--- Start of Text ---

Diffusion in Zero-Shot Learning for Environmental Audio

Zero-shot learning enables models to generalize to unseen classes by leveraging semantic information, bridging the gap between training and testing sets with non-overlapping classes. While much research has focused on zero-shot learning in computer vision, the application of these methods to environmental audio remains underexplored, with poor performance in existing studies. Generative methods, which have demonstrated success in computer vision, are notably absent from environmental audio zero-shot learning, where classification-based approaches dominate. To address this gap, this work investigates generative methods for zero-shot learning in environmental audio. Two successful generative models from computer vision are adapted: a cross-aligned and distribution-aligned variational autoencoder (CADA-VAE) and a leveraging invariant side generative adversarial network (LisGAN). Additionally, a novel diffusion model conditioned on class auxiliary data is introduced. The diffusion model generates synthetic data for unseen classes, which is combined with seen-class data to train a classifier. Experiments are conducted on two environmental audio datasets, ESC-50 and FSC22. Results show that the diffusion model significantly outperforms all baseline methods, achieving more than 25% higher accuracy on the ESC-50 test partition. This work establishes the diffusion model as a promising generative approach for zero-shot learning and introduces the first benchmark of generative methods for environmental audio zero-shot learning, providing a foundation for future research in the field. Code is provided at https://github.com/ysims/ZeroDiffusion for the novel ZeroDiffusion method.

翻译：零样本学习通过利用语义信息使模型能够泛化到未见类别，从而弥合训练集与测试集在类别不重叠情况下的差距。尽管已有大量研究关注计算机视觉领域的零样本学习，但这些方法在环境音频中的应用仍未被充分探索，现有研究中的性能表现普遍欠佳。生成式方法在计算机视觉中已取得显著成功，但在环境音频零样本学习领域却明显缺失，该领域目前仍以基于分类的方法为主导。为填补这一空白，本研究探索了生成式方法在环境音频零样本学习中的应用。我们借鉴了计算机视觉中两种成功的生成模型：交叉对齐与分布对齐变分自编码器（CADA-VAE）以及利用不变侧信息的生成对抗网络（LisGAN）。此外，我们提出了一种基于类别辅助数据条件化的新型扩散模型。该扩散模型为未见类别生成合成数据，这些数据与已见类别数据结合用于训练分类器。我们在两个环境音频数据集ESC-50和FSC22上进行了实验。结果表明，扩散模型显著优于所有基线方法，在ESC-50测试集上实现了超过25%的准确率提升。本研究确立了扩散模型作为零样本学习中一种具有前景的生成式方法，并首次构建了环境音频零样本学习生成式方法的基准，为该领域的未来研究奠定了基础。针对所提出的新型ZeroDiffusion方法，代码已在https://github.com/ysims/ZeroDiffusion 公开。

--- End of Text ---

Work instructions:
[A] In the text on diffusion for environmental audio zero-shot learning, which two datasets were used for the experiments?
[B] Identify every line in the records that contains the word "collar", and copy each one. Case counts.

--- Start of Excerpted data ---

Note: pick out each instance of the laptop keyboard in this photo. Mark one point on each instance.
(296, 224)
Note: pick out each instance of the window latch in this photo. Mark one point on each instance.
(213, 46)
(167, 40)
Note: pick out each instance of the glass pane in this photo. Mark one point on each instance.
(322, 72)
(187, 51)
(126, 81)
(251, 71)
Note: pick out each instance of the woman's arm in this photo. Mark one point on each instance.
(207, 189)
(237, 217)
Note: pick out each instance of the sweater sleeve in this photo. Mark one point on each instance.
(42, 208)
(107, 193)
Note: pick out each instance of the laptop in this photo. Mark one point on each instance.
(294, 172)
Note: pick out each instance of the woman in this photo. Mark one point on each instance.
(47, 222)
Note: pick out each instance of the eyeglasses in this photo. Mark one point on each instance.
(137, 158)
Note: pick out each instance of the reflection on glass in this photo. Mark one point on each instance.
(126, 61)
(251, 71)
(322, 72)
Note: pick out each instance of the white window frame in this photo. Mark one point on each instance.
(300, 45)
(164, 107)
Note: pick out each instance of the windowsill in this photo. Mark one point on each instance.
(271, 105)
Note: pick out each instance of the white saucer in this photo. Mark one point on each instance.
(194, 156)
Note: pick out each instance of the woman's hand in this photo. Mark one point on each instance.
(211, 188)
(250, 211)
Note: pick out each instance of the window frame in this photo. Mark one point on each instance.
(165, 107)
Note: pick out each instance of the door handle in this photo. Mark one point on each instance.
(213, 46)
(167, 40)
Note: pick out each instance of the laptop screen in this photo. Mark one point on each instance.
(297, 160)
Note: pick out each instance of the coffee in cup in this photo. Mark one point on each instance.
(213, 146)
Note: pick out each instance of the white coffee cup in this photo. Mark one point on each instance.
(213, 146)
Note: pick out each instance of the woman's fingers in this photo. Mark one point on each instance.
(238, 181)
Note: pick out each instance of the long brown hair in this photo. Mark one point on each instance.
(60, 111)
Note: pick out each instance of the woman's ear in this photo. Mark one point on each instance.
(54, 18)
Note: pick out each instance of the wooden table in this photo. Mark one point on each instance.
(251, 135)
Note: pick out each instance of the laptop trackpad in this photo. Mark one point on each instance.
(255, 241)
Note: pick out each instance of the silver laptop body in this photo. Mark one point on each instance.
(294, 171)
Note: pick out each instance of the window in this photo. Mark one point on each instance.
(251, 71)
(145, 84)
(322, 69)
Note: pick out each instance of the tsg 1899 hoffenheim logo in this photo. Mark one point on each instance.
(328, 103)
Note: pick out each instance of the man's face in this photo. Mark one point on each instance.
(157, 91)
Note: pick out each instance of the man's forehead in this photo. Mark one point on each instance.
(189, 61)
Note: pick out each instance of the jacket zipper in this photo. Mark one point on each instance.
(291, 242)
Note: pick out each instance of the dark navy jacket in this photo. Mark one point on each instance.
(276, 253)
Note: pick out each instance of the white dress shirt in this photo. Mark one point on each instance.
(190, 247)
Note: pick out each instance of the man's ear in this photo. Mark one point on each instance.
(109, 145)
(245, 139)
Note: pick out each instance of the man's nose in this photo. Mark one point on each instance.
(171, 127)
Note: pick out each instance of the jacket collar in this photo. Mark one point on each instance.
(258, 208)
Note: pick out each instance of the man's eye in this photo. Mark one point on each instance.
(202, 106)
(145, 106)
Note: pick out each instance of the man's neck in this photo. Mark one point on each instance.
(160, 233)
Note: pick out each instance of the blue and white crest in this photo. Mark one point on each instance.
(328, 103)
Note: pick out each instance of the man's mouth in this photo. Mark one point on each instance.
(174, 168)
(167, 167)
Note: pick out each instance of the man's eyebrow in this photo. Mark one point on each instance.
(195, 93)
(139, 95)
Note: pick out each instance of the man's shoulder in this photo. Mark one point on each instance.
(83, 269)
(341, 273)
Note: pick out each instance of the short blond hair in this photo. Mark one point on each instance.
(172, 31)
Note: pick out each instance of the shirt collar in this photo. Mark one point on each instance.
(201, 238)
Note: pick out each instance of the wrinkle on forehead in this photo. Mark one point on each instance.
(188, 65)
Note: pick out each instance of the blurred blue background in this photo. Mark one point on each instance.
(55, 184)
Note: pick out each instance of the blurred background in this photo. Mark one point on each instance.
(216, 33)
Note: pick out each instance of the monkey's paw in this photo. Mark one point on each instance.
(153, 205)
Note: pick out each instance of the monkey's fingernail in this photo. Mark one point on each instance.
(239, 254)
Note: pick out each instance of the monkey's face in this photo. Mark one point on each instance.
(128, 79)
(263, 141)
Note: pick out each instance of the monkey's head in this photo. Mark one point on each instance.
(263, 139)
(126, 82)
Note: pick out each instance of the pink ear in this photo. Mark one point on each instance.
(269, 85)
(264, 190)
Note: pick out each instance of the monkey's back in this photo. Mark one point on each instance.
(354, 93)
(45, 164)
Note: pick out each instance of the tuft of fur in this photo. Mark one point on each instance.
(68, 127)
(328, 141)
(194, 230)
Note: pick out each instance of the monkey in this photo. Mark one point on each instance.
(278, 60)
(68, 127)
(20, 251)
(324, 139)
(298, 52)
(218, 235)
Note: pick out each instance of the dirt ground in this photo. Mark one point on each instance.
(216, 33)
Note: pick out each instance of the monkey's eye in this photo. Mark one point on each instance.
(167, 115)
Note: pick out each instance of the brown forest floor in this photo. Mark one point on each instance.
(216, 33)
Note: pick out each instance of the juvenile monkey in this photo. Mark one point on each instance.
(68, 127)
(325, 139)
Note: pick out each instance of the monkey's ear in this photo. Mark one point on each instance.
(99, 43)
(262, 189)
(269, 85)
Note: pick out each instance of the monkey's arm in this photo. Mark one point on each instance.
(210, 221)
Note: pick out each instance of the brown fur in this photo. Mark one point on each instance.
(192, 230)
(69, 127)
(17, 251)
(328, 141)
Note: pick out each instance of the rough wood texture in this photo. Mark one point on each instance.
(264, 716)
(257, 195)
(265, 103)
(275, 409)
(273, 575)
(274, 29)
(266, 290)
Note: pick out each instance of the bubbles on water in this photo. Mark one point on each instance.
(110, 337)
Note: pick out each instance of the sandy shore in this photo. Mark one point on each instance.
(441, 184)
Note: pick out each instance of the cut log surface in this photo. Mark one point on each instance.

--- End of Excerpted data ---

Answers in order:
[A] ESC-50 and FSC22.

[B]
Note: pick out each instance of the jacket collar in this photo. Mark one point on each instance.
Note: pick out each instance of the shirt collar in this photo. Mark one point on each instance.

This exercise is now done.